• **ACTIVITY**
Your output should be the records below, word for word and picture-free.

• **MATERIAL PROVIDED**
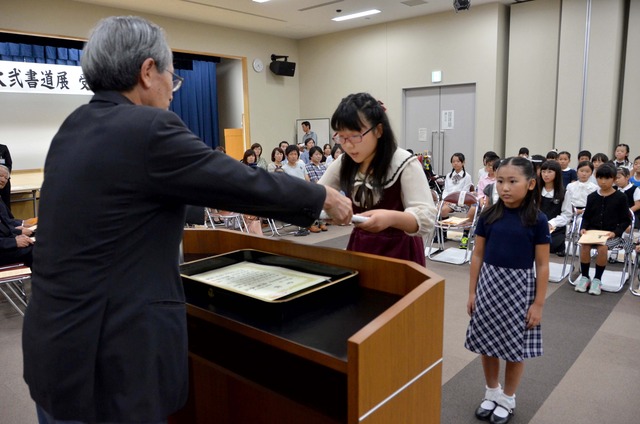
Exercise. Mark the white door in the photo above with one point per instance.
(441, 120)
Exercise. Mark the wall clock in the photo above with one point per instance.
(258, 66)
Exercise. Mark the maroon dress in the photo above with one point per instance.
(390, 242)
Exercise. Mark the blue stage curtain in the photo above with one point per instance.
(196, 103)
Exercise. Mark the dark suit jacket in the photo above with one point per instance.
(5, 159)
(8, 230)
(104, 335)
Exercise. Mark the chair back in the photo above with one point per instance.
(461, 198)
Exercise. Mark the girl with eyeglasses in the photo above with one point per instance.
(385, 183)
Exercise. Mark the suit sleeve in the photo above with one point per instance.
(181, 166)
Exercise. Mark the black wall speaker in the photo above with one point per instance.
(286, 69)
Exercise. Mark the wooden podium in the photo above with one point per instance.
(387, 370)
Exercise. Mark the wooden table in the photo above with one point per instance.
(25, 187)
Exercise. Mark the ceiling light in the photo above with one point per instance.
(356, 15)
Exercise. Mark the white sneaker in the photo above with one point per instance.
(582, 284)
(596, 285)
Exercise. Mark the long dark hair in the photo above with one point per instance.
(531, 202)
(558, 184)
(357, 112)
(246, 155)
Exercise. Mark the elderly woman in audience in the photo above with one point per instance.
(15, 238)
(277, 156)
(260, 161)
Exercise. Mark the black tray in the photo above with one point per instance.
(340, 287)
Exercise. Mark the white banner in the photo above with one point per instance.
(24, 77)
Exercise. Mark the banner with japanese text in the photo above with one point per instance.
(25, 77)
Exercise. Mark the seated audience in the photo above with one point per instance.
(577, 192)
(551, 199)
(15, 238)
(277, 156)
(606, 210)
(569, 174)
(597, 160)
(260, 161)
(631, 191)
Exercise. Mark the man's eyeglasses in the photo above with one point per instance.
(177, 81)
(354, 139)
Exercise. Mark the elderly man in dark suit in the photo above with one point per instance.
(104, 335)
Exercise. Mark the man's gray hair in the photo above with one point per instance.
(117, 47)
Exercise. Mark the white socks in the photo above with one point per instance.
(503, 402)
(491, 397)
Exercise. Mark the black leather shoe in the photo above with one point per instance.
(484, 414)
(499, 420)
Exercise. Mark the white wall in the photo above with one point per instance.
(629, 122)
(468, 47)
(385, 59)
(273, 101)
(553, 103)
(533, 64)
(29, 121)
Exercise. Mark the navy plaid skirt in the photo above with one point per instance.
(498, 325)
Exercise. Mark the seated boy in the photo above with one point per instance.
(606, 210)
(578, 191)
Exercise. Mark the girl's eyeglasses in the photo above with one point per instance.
(354, 139)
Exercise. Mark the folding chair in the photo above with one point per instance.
(230, 220)
(610, 280)
(634, 282)
(463, 201)
(12, 277)
(558, 272)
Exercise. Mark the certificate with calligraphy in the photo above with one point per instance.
(265, 282)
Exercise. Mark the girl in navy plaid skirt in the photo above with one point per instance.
(506, 296)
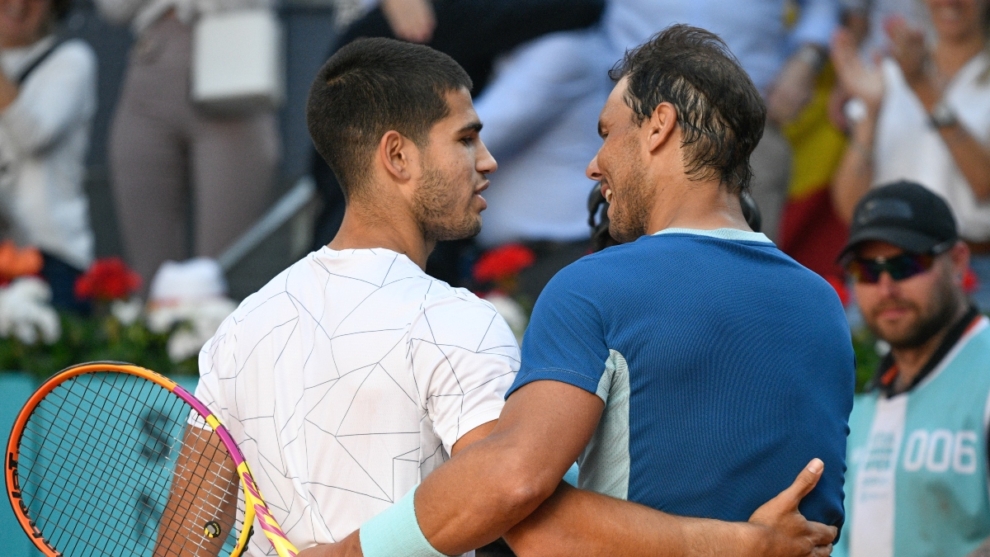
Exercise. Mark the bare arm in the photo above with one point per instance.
(497, 482)
(203, 490)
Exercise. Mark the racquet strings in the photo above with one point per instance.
(98, 457)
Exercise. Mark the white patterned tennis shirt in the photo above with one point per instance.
(347, 379)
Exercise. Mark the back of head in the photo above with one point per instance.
(370, 87)
(720, 111)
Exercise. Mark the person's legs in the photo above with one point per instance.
(233, 164)
(771, 162)
(147, 153)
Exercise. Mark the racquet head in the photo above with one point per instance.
(114, 459)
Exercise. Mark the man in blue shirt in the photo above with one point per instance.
(693, 371)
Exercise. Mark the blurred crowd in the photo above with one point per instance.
(858, 92)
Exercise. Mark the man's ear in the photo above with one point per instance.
(661, 126)
(398, 156)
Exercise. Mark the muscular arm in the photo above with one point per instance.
(494, 484)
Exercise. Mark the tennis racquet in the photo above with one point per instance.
(114, 459)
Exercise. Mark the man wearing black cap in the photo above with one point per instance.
(917, 477)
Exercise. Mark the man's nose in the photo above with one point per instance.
(592, 170)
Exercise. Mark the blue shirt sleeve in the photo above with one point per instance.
(816, 23)
(565, 340)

• **WORKED SOLUTION**
Exercise. Mark the white door in the photo above with one point per instance.
(441, 120)
Exercise. Mark the wall clock in the photo above with one point per instance.
(258, 66)
Exercise. Mark the maroon dress in the photo above with one point per instance.
(390, 242)
Exercise. Mark the blue stage curtain in the photo above with one point per instance.
(196, 103)
Exercise. Mark the dark suit jacket in the photo above with one point per instance.
(5, 159)
(8, 230)
(104, 335)
Exercise. Mark the chair back in the photo above with one point per instance.
(461, 198)
Exercise. Mark the girl with eyeglasses in the photo above with one point per instance.
(385, 183)
Exercise. Mark the suit sleeve in the photo above with one point per instance.
(181, 166)
Exercise. Mark the black wall speaker in the photo above with one point per instance.
(286, 69)
Exercise. Mark the wooden podium in the photo above with one point per instance.
(387, 370)
Exercise. Mark the wooden table in the photo above with one point per instance.
(25, 187)
Exercise. Mark the ceiling light in the photo above with one point per instance.
(356, 15)
Exercise. Mark the white sneaker in the photo above with one point per instance.
(582, 284)
(596, 285)
Exercise. Mark the long dark hair in the photo above with one point per instance.
(531, 202)
(558, 184)
(357, 112)
(246, 155)
Exercise. Mark the elderly woman in audience in the photo above with one point per instance.
(15, 238)
(277, 156)
(260, 161)
Exercise. Mark the black tray in the photo above with one point per instance.
(340, 287)
Exercise. Mark the white banner in the photo above with one point per instance.
(24, 77)
Exercise. Mark the banner with japanese text in the photo above with one point per instance.
(25, 77)
Exercise. Mark the seated audience in the photo above with one point per instance.
(577, 192)
(551, 199)
(15, 238)
(277, 156)
(606, 210)
(569, 174)
(597, 160)
(260, 161)
(631, 191)
Exercise. Mark the man's eyeglasses in the photo above with one point per instance.
(177, 81)
(354, 139)
Exercise. Mark the elderly man in dark suit in the photo above with one point per instance.
(104, 335)
Exercise. Mark the man's gray hair in the photo above with one point per instance.
(117, 47)
Exercise. Mark the white socks in the photo above with one point per instance.
(503, 402)
(491, 397)
Exercise. Mark the black leather shoe in the photo above with one point per instance.
(484, 414)
(499, 420)
Exercise. Mark the white wall in the photo above with one point per instance.
(629, 122)
(468, 47)
(385, 59)
(273, 101)
(553, 103)
(533, 64)
(29, 121)
Exercise. Mark the navy plaid skirt in the photo above with one point per instance.
(498, 325)
Exercise. Mark the seated boy in the photo above with one point per instance.
(606, 210)
(578, 191)
Exercise. Mark the girl's eyeglasses in the photo above with one point per instance.
(354, 139)
Exercise. Mark the folding chair in the photo above with one point per instance.
(230, 220)
(610, 280)
(634, 282)
(463, 201)
(12, 277)
(558, 272)
Exercise. Mark the certificate with calligraphy in the photo above with one point per instance.
(265, 282)
Exercise. Mark the girl in navy plaid skirt in the photo above with one point per instance.
(506, 296)
Exercise. Mark the bare arm in the photo above with one point per instance.
(497, 482)
(203, 490)
Exercise. Mark the racquet strings in the photo above with one point per instance.
(98, 457)
Exercise. Mark the white patterned tennis shirt in the photo above with one point per instance.
(347, 379)
Exercise. Mark the back of head in the photo above with one point per instance.
(370, 87)
(720, 111)
Exercise. Mark the person's legs in the photo above with one point per instance.
(233, 164)
(771, 162)
(147, 153)
Exercise. Mark the racquet head in the photo above with one point per instance.
(114, 459)
Exercise. Mark the man in blue shirt in the photo above with one point per instance.
(693, 371)
Exercise. Mark the blurred crowd in the photo above with one point per instance.
(858, 92)
Exercise. Mark the man's ear in the photo above with one point per instance.
(661, 126)
(398, 156)
Exercise. Mark the muscular arm in the photo above with one point per instance.
(494, 484)
Exercise. Mark the tennis racquet in the photo above with one point per instance.
(114, 459)
Exercise. Mark the man wearing black cap in the photo above with one point per instance.
(917, 477)
Exercise. Mark the man's nose in the photo above with one point per instance.
(592, 170)
Exercise. Mark the blue shirt sleeve in the photo above with one point per instance.
(816, 23)
(565, 340)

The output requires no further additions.